## JOB
Retype, without alteration, each line from the line containing "of the narrow" to the final line of the records.

======

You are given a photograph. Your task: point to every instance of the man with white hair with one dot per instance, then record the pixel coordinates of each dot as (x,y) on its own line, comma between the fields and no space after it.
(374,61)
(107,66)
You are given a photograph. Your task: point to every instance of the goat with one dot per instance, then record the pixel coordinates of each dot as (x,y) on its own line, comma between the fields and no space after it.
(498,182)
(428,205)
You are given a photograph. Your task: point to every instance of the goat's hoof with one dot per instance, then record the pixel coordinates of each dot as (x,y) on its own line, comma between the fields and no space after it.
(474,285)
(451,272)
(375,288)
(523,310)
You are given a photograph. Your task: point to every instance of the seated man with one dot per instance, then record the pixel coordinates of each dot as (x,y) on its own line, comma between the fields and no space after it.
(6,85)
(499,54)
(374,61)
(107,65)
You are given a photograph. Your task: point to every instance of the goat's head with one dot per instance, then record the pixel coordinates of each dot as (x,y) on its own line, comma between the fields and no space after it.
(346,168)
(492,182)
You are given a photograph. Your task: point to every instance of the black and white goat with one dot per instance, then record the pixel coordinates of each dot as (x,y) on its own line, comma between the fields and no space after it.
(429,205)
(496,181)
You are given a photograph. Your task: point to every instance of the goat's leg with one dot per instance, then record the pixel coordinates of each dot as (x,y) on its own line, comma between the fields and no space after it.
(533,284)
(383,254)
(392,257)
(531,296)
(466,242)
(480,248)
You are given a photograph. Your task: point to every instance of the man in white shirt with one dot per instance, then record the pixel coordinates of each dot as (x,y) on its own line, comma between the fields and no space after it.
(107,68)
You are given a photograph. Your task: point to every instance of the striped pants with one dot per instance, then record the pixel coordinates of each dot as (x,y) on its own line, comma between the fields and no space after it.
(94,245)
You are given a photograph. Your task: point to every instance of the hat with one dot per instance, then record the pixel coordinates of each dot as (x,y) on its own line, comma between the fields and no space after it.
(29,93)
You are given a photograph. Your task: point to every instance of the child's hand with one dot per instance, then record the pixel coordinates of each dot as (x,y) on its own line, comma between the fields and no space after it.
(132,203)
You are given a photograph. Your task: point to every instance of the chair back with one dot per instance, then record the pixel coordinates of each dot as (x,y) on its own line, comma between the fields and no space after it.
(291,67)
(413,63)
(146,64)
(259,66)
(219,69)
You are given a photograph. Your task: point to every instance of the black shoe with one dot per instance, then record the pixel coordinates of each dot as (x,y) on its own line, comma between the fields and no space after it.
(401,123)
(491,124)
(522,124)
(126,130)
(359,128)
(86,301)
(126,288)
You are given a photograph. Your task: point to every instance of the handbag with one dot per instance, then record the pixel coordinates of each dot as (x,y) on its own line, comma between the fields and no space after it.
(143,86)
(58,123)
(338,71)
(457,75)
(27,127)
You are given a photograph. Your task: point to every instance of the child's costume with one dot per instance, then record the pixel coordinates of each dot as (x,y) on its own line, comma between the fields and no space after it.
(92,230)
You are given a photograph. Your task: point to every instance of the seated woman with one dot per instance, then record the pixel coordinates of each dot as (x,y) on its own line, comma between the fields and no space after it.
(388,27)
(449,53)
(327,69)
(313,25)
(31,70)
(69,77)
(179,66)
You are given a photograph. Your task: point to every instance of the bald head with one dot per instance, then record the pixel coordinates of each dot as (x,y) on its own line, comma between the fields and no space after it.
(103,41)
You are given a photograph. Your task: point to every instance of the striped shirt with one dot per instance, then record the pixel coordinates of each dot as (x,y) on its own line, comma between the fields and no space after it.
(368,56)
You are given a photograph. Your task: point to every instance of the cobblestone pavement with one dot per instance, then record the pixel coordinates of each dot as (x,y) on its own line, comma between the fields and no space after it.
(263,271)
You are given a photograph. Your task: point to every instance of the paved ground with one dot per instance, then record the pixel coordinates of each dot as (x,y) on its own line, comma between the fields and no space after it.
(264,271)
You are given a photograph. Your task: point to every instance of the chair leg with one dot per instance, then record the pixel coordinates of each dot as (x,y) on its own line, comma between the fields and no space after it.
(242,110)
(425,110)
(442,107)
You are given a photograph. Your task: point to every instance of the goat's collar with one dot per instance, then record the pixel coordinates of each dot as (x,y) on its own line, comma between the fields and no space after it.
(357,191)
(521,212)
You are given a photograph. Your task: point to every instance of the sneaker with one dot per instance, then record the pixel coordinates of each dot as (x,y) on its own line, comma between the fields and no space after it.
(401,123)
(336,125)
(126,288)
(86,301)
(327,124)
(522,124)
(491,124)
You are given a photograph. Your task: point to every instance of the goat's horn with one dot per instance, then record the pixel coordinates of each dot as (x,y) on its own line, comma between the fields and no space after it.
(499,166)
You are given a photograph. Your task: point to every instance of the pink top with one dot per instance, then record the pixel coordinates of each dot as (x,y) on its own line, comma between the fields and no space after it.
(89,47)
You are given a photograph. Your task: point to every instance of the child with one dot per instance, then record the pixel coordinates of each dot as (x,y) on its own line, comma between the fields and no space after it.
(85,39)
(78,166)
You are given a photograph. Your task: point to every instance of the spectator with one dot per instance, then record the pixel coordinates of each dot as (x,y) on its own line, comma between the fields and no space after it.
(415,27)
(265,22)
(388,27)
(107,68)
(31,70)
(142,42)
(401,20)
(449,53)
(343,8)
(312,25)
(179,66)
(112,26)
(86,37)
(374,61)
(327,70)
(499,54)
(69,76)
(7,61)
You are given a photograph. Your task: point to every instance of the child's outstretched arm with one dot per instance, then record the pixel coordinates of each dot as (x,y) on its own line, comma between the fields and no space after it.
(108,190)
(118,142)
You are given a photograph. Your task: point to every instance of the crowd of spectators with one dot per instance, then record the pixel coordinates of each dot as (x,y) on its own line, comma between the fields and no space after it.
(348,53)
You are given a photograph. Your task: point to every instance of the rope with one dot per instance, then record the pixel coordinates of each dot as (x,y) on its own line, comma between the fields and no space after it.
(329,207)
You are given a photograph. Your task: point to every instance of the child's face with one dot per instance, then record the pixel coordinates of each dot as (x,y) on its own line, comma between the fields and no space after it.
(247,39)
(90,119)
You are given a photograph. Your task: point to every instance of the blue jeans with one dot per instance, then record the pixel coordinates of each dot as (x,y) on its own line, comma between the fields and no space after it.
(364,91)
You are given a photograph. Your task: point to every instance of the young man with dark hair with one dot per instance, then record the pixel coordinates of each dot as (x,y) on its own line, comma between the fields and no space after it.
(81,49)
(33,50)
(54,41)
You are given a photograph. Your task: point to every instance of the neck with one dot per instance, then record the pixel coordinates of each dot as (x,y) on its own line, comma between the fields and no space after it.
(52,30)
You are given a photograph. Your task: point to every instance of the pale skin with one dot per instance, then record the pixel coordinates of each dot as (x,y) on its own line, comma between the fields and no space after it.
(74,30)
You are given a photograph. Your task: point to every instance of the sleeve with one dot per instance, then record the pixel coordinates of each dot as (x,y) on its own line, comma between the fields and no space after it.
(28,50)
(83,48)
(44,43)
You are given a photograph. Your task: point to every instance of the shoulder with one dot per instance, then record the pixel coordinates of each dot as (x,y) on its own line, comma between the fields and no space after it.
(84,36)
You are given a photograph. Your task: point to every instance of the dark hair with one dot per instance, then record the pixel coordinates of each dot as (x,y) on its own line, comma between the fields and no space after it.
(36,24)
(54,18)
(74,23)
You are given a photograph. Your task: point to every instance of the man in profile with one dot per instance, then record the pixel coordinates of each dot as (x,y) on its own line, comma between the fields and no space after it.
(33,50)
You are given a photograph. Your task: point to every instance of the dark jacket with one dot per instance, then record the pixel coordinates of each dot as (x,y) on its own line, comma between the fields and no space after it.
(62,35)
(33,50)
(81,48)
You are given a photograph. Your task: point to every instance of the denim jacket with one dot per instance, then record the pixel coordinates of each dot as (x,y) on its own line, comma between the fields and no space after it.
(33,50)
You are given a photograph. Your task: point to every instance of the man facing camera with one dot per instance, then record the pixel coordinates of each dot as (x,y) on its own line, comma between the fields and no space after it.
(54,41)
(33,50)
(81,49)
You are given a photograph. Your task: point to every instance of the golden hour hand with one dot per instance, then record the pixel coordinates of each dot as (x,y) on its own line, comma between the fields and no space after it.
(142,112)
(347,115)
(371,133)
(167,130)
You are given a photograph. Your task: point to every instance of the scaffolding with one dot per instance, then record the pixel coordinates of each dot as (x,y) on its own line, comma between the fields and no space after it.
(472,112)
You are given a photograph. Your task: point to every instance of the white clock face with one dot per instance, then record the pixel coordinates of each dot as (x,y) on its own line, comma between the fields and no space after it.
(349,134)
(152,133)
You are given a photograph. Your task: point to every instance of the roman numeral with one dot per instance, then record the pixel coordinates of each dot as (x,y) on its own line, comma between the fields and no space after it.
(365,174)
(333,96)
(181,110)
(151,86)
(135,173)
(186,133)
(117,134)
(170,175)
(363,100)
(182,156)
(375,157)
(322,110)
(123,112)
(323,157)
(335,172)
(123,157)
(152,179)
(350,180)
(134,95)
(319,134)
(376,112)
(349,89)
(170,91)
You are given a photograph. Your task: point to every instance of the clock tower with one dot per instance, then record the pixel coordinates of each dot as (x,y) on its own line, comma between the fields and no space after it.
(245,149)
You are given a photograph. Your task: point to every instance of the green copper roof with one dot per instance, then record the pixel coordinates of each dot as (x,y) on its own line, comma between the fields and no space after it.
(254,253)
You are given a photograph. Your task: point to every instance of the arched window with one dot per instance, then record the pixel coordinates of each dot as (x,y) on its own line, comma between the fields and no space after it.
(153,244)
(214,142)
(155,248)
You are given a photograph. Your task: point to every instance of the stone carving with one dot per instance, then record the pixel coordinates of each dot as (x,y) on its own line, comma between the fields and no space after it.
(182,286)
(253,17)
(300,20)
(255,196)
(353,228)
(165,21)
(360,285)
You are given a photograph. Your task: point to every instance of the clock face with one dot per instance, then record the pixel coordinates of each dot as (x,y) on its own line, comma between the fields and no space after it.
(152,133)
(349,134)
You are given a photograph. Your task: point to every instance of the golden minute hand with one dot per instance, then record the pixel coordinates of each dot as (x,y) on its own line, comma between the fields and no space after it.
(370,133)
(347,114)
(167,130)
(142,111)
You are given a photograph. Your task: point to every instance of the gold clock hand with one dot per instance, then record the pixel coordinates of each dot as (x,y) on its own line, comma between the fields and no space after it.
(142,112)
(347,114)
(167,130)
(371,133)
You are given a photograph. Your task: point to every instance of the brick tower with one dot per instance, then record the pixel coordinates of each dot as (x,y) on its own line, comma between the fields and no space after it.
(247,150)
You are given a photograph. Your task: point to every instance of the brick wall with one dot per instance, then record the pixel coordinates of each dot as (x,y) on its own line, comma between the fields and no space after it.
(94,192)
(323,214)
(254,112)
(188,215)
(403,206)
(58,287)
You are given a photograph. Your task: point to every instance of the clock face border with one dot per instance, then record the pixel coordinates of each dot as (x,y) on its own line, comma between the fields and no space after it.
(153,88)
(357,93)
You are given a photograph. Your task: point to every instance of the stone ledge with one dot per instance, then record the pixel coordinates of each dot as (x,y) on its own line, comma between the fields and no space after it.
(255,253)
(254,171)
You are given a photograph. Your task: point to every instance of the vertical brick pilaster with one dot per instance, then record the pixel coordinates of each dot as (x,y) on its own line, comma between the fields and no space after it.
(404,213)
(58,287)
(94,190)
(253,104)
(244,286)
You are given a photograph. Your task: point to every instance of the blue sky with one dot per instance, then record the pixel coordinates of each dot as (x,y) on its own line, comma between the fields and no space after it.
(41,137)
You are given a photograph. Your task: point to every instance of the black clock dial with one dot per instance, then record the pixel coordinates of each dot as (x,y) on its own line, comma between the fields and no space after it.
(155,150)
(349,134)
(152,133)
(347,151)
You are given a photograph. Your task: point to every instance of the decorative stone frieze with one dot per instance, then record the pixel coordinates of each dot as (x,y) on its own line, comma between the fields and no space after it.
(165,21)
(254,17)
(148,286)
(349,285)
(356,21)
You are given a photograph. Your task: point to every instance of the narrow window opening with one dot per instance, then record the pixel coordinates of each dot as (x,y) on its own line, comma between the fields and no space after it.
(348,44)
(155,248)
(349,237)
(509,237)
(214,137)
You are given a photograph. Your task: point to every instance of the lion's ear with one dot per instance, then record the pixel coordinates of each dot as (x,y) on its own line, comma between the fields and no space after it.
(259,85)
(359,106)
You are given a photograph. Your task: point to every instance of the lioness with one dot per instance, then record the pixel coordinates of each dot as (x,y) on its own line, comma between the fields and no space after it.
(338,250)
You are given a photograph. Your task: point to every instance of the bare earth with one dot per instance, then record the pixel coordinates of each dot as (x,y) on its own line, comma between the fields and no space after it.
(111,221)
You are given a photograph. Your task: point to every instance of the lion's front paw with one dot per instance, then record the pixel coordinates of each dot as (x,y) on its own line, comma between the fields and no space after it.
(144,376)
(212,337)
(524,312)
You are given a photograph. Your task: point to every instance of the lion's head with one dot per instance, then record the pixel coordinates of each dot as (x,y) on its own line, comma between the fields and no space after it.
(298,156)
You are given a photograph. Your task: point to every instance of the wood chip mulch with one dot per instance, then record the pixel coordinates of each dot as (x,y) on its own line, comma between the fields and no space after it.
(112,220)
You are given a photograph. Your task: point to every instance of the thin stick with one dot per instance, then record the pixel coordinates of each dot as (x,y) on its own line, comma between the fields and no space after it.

======

## PROBLEM SOLUTION
You are given a photograph. Your task: point to every instance of the narrow window opening with one dot per instance, then record the pixel coordinates of each dot as (x,y) on its own line, comma between the fields and no space after it.
(348,44)
(155,248)
(349,237)
(509,237)
(214,137)
You are given a photograph. Your task: point to every instance of the lion's ear with one dot per instance, then record the pixel coordinates of each dot as (x,y) on its own line, comma between the fields and no space after it.
(259,85)
(359,106)
You are given a photograph. Your task: point to every instance of the lioness with one dot per instance, then record the pixel coordinates of each dot as (x,y) on its own line, comma between the fields and no space after it.
(338,250)
You are given a photograph. Your task: point to every instance of the bare earth with one dot per instance, then record the pixel coordinates of each dot as (x,y) on its own line, comma between the fields and no space after it.
(111,221)
You are given a photograph. Your task: point to every instance of the lion's front paw with one dot per instance, then record the pixel coordinates of each dot as (x,y) on its own line, comma between the fields and no space after it.
(144,376)
(212,337)
(524,312)
You are given a photograph. Your task: point to every instance of the lion's head with one dot per instance, then record the pixel coordinates of each dot as (x,y) on its own line, comma between the fields and no space after it.
(298,156)
You are given a photograph. Your task: point to every instance of the wood chip mulch with one dot per instance, then record the pixel coordinates of each dot as (x,y) on its own line, comma between the fields and no space after it.
(112,220)
You are given a photograph. Your task: point to every instance of the thin stick with one dot per instance, then record the pixel coordinates of each dot as (x,y) on its own line, comma between the fields and no space after it.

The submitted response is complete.